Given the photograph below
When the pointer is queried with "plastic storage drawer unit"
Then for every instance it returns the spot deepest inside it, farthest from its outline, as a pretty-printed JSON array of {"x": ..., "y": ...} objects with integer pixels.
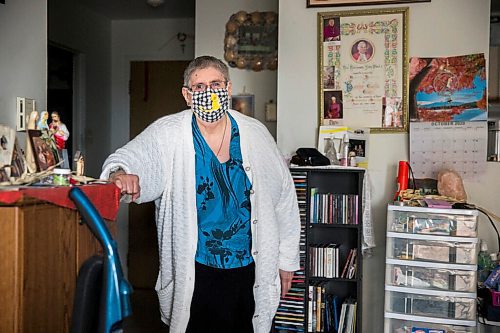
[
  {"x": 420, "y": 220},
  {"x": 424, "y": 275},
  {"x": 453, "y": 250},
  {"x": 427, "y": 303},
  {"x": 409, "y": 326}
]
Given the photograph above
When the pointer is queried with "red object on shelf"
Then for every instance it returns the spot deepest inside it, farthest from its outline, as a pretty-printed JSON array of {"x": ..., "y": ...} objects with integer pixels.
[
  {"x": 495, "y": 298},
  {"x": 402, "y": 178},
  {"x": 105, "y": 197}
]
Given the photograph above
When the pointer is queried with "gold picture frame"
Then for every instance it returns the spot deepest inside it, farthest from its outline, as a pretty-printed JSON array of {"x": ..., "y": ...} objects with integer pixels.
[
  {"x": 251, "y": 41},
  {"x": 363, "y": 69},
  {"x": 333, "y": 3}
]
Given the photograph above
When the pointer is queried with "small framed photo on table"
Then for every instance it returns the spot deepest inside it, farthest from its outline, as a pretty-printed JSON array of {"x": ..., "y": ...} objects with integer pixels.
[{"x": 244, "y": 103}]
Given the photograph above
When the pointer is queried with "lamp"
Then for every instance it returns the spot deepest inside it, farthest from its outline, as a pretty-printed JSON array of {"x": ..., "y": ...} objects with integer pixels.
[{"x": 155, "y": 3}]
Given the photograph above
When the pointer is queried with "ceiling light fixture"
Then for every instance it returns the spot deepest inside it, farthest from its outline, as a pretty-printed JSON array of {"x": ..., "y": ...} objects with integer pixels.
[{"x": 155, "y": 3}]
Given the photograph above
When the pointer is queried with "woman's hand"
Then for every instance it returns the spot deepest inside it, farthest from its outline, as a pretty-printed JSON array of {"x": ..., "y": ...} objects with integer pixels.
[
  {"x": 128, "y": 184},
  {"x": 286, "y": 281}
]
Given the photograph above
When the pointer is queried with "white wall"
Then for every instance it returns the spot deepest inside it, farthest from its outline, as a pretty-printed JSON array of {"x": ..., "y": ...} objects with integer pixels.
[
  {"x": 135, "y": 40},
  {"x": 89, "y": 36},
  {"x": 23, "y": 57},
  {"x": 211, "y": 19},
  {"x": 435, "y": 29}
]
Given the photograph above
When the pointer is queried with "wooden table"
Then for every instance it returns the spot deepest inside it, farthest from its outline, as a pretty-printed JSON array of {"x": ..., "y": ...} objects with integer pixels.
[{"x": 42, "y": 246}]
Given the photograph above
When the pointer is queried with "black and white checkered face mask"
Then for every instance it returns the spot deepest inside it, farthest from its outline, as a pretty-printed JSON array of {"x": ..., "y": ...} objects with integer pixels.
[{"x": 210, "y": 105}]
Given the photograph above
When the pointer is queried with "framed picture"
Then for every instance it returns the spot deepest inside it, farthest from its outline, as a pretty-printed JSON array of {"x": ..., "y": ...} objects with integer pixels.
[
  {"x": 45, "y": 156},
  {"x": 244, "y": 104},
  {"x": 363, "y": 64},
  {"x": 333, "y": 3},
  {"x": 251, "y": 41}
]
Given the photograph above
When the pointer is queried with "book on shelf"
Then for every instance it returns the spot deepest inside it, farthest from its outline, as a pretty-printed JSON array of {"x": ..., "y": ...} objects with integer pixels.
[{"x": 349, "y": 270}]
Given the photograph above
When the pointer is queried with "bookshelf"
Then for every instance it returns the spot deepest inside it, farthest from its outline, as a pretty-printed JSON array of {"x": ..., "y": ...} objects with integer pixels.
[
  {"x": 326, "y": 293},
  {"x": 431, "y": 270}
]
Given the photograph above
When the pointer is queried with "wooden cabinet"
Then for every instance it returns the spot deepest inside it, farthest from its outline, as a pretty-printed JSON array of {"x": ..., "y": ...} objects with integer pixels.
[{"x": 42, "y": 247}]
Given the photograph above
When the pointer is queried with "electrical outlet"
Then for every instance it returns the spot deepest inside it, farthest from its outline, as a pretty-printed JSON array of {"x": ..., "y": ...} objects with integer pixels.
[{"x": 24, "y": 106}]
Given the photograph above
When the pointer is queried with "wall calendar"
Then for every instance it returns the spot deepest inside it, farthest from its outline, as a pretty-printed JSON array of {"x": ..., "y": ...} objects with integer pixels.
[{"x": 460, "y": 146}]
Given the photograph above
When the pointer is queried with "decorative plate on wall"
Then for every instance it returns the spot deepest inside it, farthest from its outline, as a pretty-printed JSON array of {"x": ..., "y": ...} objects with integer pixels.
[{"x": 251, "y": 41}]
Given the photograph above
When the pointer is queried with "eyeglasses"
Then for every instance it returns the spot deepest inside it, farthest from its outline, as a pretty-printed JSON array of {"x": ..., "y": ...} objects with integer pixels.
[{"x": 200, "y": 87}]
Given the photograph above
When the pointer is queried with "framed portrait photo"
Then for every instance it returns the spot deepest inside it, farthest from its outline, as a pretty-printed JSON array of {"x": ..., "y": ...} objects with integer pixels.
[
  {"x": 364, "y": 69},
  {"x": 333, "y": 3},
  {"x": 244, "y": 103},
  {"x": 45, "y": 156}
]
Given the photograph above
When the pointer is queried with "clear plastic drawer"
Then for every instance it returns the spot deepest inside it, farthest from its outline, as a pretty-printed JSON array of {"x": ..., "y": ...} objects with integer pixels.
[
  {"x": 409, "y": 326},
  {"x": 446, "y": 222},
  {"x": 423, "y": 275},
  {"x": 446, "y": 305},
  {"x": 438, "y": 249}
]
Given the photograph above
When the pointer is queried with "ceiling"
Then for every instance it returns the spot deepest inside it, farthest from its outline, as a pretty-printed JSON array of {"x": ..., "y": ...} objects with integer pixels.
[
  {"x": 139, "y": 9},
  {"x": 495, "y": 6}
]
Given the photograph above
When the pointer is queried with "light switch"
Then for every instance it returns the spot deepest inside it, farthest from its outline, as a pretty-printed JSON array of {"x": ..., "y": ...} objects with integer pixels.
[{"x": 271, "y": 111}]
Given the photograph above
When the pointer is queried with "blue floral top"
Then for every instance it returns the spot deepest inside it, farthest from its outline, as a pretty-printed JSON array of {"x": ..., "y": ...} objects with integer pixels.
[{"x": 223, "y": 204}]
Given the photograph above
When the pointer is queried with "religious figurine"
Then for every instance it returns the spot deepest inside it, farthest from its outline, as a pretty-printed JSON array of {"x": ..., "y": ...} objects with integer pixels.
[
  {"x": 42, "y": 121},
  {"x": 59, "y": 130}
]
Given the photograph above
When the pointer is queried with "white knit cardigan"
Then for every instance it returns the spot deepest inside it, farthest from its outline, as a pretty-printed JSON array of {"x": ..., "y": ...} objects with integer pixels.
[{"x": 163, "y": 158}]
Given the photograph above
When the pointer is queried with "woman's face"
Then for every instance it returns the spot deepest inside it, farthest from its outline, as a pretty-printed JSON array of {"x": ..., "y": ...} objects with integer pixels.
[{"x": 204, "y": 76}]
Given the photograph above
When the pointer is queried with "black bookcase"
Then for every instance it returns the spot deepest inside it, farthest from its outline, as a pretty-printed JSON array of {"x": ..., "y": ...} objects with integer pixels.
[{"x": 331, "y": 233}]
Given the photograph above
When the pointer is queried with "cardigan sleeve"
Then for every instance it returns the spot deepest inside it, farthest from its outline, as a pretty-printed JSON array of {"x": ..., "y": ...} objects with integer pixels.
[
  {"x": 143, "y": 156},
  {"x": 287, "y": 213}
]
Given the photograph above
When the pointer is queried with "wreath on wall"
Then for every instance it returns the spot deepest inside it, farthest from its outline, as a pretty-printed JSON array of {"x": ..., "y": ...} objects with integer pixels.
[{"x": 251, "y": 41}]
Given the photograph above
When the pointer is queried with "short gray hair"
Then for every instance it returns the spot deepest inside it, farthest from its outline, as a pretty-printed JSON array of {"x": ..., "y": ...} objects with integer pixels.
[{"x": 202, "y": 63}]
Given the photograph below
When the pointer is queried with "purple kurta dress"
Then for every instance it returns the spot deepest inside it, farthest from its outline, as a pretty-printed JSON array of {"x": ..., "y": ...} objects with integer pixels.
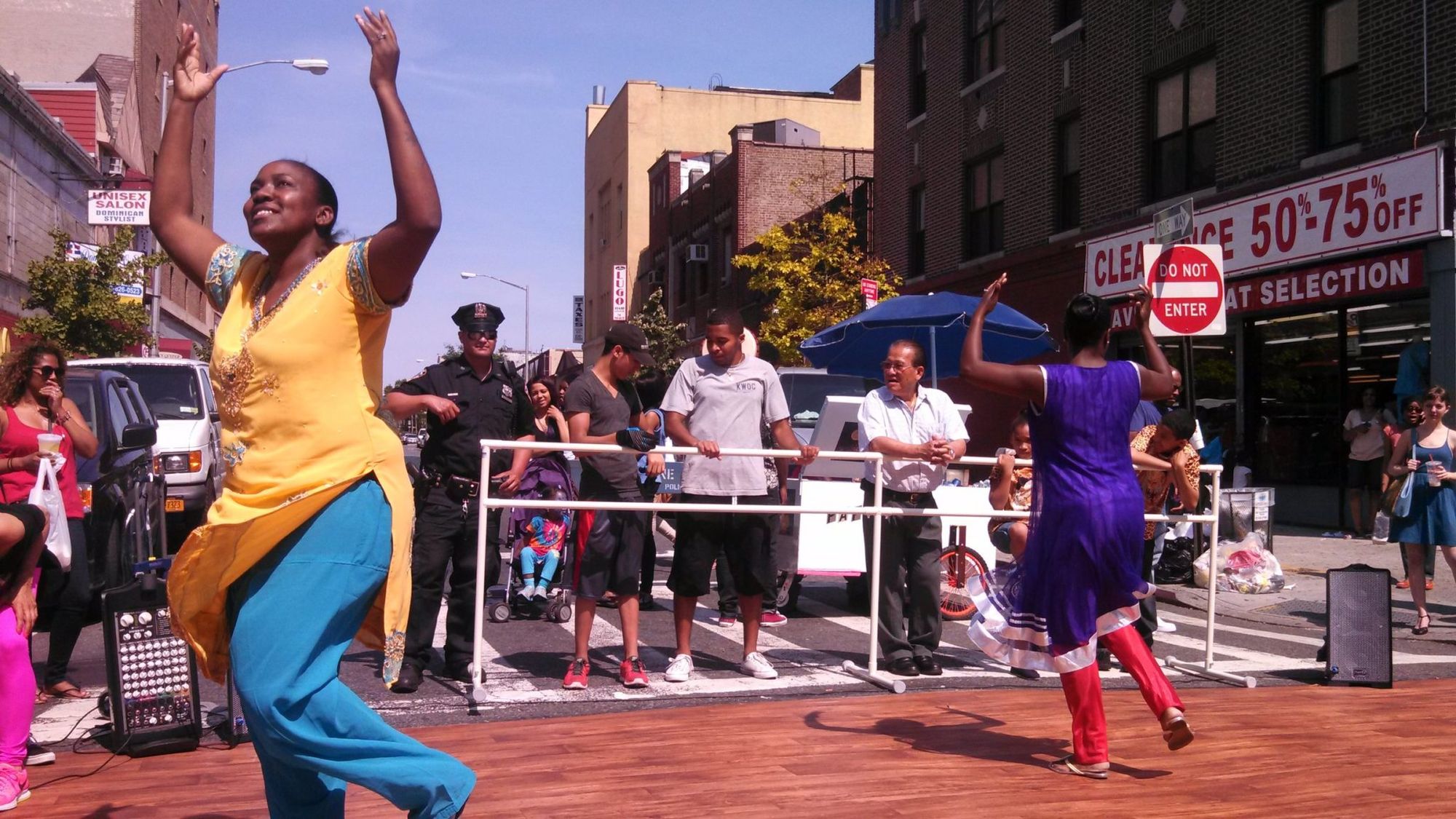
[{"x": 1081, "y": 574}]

▸ Exercise instructions: Which lines in the entries above contain "cardigan"? Pull each of them out.

▸ Your solution:
When the pointer is queried with "white knit cardigan"
When the pointer is queried with "cardigan sleeve"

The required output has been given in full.